* _Extract_:

------------------------------------------------

This forms the basis of the cycle of five-year economic plans, which can be regarded as the equivalent of business plans, something unknown in western politics. The thirteenth version commences with the year of the monkey on Monday, the full details of which are due to be released in March. We already know that it will tell us how production will be directed to improve the earnings and the standard of living of the lowest paid workers. Greater controls will be imposed on pollution and the use of water resources. The internet will be accorded greater economic resources within the “Internet Plus” project. Social insurance will be increased and extended towards better healthcare and pensions. And lastly, financial reforms will continue to liberalise markets.
What will not be mentioned in these plans, which are for domestic consumption, is geopolitics, the financial war between China and America. It is this aspect of China’s future about which the hedge fund managers seem woefully ignorant. And it is a bad mistake to ignore the importance of geopolitics to both China and America, because it has the potential to have a far larger effect on the CNY/USD exchange rate than anything else. If there is any doubt in the reader’s mind that there is a financial war being waged, it is worth reading in its entirety a speech given last April by Major-General Qiao Liang, the Peoples Liberation Army strategist. There is a translation here. Of the many quotes available the best one to show why financial power is seen by the Chinese to supplant military power is the following:
“A few strokes on a computer keyboard can move billions or even trillions [of dollars] of capital from one location to another. An aircraft carrier can keep up with the speed of logistics, but it can’t keep up with the flow of capital. It is thus unable to control global capital.”

------------------------------------------------

* _Data section_:
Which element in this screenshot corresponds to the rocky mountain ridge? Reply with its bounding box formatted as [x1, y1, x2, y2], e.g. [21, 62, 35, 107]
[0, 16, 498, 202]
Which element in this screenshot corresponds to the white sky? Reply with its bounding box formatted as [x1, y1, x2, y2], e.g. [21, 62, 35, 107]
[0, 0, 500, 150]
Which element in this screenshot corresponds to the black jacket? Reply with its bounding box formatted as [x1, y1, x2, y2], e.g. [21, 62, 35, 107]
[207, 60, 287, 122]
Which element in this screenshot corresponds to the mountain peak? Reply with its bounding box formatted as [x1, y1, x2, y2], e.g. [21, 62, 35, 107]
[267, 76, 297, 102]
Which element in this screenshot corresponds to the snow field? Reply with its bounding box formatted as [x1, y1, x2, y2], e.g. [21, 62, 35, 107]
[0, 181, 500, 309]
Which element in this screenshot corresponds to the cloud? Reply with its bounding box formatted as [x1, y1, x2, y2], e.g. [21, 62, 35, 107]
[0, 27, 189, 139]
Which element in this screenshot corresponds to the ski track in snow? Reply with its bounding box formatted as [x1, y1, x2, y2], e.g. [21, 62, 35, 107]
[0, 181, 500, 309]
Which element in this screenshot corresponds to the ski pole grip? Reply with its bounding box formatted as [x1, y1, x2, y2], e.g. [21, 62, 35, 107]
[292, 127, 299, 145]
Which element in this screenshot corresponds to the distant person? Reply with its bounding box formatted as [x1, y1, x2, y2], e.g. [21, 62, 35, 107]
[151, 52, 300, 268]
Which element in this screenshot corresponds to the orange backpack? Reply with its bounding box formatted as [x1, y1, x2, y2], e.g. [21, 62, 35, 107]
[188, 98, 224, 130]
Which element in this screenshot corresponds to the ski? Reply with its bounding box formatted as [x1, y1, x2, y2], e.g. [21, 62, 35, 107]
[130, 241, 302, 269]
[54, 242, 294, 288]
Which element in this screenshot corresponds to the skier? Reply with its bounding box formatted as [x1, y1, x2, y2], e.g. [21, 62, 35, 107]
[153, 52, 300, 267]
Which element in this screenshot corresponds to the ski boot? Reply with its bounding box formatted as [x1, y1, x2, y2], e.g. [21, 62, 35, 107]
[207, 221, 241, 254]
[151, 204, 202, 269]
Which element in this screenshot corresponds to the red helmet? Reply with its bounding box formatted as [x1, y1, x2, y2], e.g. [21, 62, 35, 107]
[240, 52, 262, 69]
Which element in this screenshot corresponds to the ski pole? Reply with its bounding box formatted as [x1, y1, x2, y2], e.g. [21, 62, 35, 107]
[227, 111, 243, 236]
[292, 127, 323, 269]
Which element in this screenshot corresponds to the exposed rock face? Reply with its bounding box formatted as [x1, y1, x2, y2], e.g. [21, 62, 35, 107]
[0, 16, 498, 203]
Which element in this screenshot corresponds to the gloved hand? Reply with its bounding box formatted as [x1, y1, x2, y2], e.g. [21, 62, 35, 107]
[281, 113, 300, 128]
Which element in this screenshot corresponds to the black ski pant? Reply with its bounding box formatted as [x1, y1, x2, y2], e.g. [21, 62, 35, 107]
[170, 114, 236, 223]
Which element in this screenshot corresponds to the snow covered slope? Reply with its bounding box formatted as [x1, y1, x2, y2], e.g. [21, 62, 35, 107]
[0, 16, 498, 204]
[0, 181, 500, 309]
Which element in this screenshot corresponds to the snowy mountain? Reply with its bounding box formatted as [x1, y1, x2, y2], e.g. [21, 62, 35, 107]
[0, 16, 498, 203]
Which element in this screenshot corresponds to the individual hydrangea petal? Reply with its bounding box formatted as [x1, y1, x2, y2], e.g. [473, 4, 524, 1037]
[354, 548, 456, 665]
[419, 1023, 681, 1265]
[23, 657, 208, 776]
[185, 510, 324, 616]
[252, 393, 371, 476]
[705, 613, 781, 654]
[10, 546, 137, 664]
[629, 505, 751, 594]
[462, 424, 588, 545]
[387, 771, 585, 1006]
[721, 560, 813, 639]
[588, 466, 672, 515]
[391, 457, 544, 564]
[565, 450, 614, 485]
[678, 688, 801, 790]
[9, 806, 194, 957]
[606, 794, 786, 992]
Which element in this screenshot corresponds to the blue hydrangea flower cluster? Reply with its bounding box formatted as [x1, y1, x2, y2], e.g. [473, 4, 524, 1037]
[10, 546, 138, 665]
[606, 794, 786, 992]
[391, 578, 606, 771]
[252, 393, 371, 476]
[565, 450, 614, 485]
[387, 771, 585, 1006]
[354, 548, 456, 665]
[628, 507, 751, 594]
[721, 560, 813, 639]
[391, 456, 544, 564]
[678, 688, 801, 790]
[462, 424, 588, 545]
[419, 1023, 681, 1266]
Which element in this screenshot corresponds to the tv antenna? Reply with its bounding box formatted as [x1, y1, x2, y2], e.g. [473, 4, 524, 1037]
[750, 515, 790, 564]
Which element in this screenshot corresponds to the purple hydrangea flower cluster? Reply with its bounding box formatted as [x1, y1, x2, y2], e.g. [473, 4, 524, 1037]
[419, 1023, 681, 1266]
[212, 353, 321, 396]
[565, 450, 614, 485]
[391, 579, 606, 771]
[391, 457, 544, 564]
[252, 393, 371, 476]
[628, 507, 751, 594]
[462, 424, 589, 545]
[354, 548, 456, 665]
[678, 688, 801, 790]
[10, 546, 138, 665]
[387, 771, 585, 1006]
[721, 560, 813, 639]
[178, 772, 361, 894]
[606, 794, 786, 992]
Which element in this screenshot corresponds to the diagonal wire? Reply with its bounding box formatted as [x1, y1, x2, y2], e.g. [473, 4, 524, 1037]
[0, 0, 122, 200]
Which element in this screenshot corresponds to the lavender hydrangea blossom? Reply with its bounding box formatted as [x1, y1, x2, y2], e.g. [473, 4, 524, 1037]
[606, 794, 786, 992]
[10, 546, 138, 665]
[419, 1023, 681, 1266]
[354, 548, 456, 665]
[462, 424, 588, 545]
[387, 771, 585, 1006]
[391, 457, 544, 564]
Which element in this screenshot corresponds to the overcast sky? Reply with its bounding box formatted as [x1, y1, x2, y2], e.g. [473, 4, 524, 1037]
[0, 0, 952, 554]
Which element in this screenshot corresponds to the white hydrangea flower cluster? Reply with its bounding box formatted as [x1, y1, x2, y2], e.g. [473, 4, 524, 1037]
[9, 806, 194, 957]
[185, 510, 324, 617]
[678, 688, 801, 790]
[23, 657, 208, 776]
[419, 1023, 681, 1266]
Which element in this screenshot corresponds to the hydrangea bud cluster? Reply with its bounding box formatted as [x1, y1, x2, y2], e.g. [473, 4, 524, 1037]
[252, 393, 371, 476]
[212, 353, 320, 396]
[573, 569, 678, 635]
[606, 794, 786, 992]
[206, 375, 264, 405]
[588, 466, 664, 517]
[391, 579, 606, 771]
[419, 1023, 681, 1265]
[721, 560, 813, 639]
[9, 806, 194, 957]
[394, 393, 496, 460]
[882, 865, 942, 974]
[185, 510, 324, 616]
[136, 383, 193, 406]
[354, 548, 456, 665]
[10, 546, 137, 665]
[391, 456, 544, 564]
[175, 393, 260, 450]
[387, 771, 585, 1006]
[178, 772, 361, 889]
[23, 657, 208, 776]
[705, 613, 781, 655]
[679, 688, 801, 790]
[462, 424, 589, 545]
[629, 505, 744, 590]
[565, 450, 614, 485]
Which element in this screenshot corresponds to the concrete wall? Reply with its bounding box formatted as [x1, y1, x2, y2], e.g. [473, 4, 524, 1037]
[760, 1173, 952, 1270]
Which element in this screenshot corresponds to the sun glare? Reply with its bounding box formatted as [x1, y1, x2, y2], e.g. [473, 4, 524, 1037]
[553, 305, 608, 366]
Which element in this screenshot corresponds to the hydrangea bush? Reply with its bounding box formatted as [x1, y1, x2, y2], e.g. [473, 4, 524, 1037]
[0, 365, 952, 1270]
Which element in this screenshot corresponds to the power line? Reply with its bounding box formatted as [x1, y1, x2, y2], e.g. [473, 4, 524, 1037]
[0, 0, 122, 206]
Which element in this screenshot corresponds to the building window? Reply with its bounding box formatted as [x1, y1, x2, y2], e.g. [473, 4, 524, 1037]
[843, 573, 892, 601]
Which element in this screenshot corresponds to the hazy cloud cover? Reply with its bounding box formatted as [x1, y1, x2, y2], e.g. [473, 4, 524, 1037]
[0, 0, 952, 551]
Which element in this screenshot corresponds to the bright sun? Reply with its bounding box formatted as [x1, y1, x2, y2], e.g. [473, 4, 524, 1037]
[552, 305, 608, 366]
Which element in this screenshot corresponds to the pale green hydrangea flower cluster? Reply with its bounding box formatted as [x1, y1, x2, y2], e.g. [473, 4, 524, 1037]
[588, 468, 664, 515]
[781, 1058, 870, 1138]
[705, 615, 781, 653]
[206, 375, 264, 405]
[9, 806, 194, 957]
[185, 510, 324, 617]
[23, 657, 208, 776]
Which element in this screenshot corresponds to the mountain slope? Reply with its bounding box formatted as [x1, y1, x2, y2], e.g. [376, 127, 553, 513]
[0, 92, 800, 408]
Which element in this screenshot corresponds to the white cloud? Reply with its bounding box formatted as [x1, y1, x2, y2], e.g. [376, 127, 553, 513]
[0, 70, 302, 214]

------------------------------------------------

* _What to work on_:
From the passage about China's economic plans, copy the words between "This forms the" and "to liberalise markets.", inclusive. Rely only on the passage about China's economic plans.

* _Answer for the task_:
This forms the basis of the cycle of five-year economic plans, which can be regarded as the equivalent of business plans, something unknown in western politics. The thirteenth version commences with the year of the monkey on Monday, the full details of which are due to be released in March. We already know that it will tell us how production will be directed to improve the earnings and the standard of living of the lowest paid workers. Greater controls will be imposed on pollution and the use of water resources. The internet will be accorded greater economic resources within the “Internet Plus” project. Social insurance will be increased and extended towards better healthcare and pensions. And lastly, financial reforms will continue to liberalise markets.